-- SOURCE PASSAGE start --

This year had a promising start last winter but the rest of the year has been uninspiring. There have been some watchable shows but the best ones have been sequels. What’s missing are those special shows that feel new and exciting.
That aside, this season still has some new shows that seem interesting enough for me to recommend as “possibly worth your time.” Here they are, with the most promising first.
You can’t go far wrong with Natsume Yujin-cho 5 (Natsume Yuujinchou Go) (Crunchyroll). This is the fifth season of the critically-acclaimed series previously called Natsume’s Book of Friends in English. The writing remains as excellent as ever. If you are a fan of the earlier seasons then you shouldn’t miss this.
If you aren’t familiar with the series it’s worth checking out, but I’d recommend that you watch at least the first season before watching this. (That’s the first 13 episodes here.)
Poco’s Udon World (Udon no Kuni no Kin-iro Kemari) (Crunchyroll) is yet another adorable-little-kid anime, with the twist that this time the kid isn’t human. A lonely 30-year-old man goes back “temporarily” to his home town and ends up adopting a shape-shifting tanuki who takes the form of a little boy.
March Comes In Like a Lion (Sangatsu no Lion) (Crunchyroll) got off to a rough start but it’s turning out to be pretty good. This is a bittersweet comedy about a morose 17-year-old Shogi prodigy living alone in a Tokyo apartment and still devastated by the sudden death of his parents. He is more-or-less adopted by a family of 3 sisters who have also lost their parents. (Shogi is a Chinese form of chess that evolved independently from the Indian game that was also ancestral to European chess.)

-- SOURCE PASSAGE end --

== WORK TO BE COMPLETED ==
Summarize the anime season roundup above in two sentences.

-- DATASET CONTENT start --

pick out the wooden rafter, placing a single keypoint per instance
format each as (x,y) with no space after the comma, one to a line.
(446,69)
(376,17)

-- DATASET CONTENT end --
-- DATASET CONTENT start --

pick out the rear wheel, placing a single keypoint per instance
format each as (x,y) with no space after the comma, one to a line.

-- DATASET CONTENT end --

== ANSWER ==
The writer finds this year uninspiring after a promising winter start, since the best shows have been sequels, but still recommends several shows this season as possibly worth your time, listed from most promising. They are Natsume Yujin-cho 5, the fifth season of a critically acclaimed series best watched after at least its first season; Poco's Udon World, in which a lonely 30-year-old man adopts a shape-shifting tanuki that takes the form of a little boy; and March Comes In Like a Lion, a bittersweet comedy about a grieving 17-year-old Shogi prodigy who is more or less adopted by three sisters who have also lost their parents.